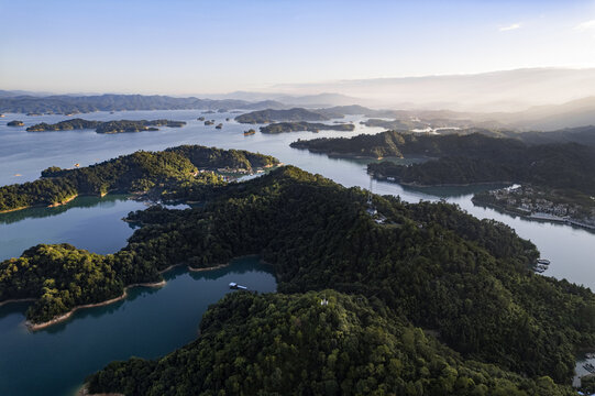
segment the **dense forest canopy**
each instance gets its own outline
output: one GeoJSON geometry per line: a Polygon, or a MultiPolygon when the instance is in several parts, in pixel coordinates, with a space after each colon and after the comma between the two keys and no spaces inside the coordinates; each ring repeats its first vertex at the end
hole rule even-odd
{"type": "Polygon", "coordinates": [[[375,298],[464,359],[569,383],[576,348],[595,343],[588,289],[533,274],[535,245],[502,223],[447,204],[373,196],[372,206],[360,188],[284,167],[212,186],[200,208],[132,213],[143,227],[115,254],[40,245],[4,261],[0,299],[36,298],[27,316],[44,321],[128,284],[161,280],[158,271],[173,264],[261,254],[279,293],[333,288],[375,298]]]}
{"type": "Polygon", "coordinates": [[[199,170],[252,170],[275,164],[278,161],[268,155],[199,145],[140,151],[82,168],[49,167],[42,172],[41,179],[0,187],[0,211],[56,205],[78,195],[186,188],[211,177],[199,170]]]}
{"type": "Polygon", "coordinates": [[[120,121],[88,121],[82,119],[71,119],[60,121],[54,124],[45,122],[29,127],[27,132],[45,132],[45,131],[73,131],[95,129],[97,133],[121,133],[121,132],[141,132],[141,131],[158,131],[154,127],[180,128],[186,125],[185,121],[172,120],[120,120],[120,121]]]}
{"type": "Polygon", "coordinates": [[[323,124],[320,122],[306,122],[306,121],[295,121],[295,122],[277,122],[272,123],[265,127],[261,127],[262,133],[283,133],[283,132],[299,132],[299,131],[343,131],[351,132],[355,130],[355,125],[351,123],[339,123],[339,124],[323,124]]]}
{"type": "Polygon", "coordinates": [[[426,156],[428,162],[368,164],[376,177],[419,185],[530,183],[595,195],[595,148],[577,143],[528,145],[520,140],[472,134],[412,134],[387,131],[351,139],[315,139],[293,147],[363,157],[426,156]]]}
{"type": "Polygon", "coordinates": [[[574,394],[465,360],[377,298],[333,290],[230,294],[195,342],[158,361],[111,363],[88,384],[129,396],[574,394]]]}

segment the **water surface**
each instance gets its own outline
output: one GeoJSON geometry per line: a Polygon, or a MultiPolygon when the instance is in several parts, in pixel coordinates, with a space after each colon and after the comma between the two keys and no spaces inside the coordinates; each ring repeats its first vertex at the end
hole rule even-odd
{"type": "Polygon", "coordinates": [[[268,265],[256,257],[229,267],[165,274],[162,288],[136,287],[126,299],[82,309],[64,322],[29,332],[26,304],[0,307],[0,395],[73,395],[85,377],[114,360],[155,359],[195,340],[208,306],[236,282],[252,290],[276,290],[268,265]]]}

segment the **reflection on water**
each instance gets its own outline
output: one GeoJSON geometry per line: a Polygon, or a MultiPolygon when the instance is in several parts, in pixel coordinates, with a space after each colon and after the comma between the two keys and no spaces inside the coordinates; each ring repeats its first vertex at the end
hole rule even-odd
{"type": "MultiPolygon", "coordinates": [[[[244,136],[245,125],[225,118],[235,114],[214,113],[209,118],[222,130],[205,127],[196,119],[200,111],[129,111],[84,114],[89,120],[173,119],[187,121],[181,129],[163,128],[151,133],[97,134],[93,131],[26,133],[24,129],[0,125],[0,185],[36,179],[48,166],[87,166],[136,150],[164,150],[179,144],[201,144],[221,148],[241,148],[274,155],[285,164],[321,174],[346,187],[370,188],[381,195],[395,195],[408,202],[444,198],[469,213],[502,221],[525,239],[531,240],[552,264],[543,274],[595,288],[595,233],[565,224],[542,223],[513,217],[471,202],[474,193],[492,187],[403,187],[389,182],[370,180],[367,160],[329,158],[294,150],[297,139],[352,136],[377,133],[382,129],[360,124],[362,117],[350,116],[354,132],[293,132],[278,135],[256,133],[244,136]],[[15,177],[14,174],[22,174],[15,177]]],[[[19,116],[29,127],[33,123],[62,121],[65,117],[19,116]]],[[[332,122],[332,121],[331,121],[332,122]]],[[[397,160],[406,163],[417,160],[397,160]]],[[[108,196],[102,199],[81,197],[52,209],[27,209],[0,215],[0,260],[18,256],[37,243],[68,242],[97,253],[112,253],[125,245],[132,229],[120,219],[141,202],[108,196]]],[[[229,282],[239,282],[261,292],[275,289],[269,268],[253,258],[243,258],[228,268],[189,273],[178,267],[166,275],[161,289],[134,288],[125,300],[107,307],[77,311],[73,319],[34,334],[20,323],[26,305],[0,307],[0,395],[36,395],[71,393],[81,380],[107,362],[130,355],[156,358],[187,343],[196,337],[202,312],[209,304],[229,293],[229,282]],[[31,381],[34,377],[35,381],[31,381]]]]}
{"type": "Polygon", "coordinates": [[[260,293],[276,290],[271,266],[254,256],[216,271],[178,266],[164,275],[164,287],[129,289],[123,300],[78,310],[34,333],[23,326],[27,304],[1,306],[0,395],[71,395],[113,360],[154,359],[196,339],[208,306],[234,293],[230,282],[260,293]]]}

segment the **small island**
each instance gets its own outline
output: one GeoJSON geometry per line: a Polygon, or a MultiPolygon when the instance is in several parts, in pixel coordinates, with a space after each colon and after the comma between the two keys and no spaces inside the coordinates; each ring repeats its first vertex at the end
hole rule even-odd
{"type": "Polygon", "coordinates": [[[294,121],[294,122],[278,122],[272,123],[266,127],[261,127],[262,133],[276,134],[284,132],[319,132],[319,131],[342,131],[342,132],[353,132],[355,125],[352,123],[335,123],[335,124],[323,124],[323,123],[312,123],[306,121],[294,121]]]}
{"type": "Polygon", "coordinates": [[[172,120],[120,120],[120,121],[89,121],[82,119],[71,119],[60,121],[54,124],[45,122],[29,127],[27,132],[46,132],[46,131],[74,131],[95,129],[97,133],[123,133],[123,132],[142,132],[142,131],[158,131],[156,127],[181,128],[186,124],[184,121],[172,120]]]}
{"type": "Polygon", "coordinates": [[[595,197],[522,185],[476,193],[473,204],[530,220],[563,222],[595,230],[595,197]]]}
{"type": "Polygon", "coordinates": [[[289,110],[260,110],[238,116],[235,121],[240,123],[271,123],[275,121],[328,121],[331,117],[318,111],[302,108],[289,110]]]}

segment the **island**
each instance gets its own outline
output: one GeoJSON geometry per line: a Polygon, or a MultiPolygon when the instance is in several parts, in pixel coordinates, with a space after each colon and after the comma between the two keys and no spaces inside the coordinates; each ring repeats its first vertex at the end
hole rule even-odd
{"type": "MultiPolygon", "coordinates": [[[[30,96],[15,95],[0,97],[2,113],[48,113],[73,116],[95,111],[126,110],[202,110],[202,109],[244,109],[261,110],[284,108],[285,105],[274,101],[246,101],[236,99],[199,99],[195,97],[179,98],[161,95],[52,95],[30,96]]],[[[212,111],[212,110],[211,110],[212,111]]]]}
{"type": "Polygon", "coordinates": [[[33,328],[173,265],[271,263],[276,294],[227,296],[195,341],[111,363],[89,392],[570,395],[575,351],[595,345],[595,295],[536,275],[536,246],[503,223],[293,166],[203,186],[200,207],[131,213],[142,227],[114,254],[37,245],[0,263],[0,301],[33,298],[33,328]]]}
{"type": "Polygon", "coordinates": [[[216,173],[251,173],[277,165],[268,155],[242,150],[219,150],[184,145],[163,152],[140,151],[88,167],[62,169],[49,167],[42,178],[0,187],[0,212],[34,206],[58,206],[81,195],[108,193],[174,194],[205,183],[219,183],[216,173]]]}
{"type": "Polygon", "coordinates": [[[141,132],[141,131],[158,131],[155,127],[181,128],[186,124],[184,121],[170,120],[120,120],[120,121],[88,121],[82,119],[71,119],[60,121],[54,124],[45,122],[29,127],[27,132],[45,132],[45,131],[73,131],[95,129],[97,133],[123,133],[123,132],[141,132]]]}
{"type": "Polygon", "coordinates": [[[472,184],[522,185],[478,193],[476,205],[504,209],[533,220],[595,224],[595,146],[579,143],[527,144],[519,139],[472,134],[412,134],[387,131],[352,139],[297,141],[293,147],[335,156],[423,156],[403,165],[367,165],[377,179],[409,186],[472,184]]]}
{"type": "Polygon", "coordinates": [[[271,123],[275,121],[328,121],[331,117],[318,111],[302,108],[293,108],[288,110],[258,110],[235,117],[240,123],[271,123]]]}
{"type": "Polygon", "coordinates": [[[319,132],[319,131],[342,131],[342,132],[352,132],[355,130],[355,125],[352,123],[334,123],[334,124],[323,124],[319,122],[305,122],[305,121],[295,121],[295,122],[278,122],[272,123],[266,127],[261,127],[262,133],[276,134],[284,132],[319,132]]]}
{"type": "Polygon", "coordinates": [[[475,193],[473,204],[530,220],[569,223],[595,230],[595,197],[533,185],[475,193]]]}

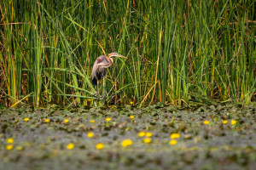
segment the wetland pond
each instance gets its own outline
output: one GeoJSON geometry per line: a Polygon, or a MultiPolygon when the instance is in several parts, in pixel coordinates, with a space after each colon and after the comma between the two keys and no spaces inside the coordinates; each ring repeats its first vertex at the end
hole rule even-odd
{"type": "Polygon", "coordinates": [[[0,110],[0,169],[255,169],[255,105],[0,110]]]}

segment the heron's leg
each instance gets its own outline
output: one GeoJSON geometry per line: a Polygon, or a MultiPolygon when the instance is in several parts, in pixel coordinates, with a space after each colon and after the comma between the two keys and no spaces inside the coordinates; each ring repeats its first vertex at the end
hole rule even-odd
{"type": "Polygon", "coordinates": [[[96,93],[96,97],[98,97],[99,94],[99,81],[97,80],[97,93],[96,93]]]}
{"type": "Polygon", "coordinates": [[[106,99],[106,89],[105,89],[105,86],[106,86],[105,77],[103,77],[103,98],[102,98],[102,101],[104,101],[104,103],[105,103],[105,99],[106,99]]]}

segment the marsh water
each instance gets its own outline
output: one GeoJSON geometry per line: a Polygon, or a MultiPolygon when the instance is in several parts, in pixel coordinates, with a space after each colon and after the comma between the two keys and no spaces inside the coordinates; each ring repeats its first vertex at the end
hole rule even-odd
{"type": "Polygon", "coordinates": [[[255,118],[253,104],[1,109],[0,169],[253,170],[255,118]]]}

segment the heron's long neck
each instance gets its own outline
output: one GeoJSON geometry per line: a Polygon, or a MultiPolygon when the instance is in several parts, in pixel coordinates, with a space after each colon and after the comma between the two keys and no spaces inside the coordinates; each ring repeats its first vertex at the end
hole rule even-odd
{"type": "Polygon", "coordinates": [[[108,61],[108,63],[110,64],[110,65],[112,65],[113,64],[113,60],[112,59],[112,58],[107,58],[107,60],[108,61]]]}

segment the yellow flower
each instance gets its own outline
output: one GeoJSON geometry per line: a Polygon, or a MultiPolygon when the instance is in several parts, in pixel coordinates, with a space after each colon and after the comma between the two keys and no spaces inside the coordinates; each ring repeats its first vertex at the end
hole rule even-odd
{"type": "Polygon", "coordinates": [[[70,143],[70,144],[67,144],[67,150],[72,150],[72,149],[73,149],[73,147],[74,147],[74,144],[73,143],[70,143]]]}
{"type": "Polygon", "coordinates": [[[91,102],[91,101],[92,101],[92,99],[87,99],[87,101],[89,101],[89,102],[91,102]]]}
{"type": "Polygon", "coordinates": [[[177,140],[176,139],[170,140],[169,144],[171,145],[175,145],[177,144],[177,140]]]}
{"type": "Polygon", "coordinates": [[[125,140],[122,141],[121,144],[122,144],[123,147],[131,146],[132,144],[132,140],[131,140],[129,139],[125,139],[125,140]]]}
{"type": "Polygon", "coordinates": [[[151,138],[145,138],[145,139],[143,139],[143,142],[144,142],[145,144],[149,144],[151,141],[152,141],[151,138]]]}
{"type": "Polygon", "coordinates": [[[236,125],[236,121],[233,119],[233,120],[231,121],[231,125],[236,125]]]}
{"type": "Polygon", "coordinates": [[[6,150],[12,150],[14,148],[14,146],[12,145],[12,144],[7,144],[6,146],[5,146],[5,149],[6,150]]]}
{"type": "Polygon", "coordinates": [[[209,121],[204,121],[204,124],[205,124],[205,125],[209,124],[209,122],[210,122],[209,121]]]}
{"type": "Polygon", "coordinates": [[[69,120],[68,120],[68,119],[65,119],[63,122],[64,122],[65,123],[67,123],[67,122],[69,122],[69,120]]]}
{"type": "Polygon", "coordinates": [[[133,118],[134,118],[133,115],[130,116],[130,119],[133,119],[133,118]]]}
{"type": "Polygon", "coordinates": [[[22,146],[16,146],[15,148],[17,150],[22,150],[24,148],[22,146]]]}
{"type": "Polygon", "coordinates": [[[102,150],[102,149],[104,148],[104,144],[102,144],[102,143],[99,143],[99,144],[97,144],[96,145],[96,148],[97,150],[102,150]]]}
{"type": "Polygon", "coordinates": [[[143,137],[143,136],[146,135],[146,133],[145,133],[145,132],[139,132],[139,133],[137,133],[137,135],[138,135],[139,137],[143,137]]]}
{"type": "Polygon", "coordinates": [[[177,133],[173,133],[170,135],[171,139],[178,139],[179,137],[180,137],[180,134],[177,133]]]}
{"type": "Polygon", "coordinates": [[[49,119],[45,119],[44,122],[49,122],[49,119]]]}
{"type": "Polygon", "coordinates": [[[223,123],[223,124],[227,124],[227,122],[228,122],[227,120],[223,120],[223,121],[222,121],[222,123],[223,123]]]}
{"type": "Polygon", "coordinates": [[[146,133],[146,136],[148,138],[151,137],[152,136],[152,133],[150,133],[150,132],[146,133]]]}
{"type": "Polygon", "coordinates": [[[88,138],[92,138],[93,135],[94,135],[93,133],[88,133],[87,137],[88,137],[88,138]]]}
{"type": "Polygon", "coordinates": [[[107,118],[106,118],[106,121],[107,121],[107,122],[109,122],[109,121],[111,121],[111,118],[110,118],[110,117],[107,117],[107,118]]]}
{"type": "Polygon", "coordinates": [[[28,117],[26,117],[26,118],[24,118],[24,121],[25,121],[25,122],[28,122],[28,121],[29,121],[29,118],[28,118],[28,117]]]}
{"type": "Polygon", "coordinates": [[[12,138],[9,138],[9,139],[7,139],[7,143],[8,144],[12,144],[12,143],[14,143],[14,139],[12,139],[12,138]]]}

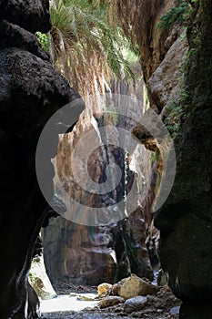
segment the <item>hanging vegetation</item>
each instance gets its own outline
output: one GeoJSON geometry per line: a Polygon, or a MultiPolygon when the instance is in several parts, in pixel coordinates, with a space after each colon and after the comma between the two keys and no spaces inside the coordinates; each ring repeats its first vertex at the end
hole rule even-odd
──────
What the exercise asks: Find the line that contains "segment the <item>hanging vegetation</item>". Repeat it and every line after it, exactly as written, up to and including the last line of the records above.

Response to the exercise:
segment the <item>hanging vegetation</item>
each instance gets its own outline
output: one GeoJSON geometry per line: a Polygon, or a MultiPolygon when the instance is in several parts, in pixel coordinates, with a space after each colon and after the comma between the two keys and no spaces inside the coordinates; each ring repeats its first vertex at the end
hole rule even-odd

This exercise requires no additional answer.